Your instructions:
Pick out every line in the entries below that contains the word "porch" and copy each of those lines.

START Given data

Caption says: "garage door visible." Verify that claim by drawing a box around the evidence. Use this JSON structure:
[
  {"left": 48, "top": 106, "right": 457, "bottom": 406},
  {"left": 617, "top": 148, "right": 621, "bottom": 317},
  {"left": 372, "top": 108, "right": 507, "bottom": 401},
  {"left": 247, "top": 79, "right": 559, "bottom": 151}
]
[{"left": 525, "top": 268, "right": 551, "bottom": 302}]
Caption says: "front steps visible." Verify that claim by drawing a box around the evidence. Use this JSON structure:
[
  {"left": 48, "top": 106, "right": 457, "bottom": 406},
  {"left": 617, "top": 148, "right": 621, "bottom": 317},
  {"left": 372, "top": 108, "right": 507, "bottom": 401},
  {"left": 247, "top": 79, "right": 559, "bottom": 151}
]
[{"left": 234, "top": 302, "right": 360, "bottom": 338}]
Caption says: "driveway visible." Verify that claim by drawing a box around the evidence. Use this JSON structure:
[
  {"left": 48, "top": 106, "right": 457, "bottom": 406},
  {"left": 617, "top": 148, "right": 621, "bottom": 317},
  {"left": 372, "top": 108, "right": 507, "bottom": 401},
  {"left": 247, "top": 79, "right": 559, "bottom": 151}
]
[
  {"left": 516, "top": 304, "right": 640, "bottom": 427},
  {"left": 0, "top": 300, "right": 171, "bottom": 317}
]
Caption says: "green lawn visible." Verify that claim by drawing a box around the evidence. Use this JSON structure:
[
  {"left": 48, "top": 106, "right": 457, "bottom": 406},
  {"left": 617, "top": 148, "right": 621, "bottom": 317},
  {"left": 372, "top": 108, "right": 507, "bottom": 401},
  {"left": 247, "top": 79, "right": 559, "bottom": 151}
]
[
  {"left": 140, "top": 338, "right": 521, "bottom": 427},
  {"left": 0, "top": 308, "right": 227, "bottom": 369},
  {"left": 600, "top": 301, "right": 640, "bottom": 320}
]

END Given data
START Given data

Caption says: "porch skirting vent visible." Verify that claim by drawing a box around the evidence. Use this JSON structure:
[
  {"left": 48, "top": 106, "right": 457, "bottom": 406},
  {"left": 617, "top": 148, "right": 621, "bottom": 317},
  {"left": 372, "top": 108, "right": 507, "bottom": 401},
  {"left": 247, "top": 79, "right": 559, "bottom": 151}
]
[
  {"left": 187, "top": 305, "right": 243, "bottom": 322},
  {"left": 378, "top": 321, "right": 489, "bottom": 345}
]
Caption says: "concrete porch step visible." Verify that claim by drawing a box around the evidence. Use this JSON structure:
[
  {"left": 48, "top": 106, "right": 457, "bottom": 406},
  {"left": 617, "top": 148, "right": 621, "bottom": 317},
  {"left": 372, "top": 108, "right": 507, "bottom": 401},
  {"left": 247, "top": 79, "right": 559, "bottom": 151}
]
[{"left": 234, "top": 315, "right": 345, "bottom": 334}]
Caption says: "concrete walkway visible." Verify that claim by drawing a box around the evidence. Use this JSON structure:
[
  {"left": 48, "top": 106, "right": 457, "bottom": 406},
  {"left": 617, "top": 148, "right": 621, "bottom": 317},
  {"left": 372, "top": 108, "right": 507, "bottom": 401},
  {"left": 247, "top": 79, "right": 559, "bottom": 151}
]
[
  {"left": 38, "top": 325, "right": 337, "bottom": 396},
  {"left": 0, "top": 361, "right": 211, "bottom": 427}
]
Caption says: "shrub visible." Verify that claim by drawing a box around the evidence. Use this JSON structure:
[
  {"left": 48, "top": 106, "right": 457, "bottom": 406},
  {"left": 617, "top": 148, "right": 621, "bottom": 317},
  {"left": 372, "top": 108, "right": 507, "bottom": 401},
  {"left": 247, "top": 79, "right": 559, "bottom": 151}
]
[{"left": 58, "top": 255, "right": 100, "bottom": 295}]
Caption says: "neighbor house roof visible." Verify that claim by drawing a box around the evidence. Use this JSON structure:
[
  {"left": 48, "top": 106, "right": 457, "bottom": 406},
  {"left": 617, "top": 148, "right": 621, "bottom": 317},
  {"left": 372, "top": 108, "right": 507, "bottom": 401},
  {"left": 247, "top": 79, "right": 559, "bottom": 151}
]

END Given data

Answer:
Caption says: "porch skirting vent visible." Verify that claim by drawing a box around the evidence. Use this JSON structure:
Caption says: "concrete porch step visible." Verify that claim by drawing a box around the evidence. Use this JSON structure:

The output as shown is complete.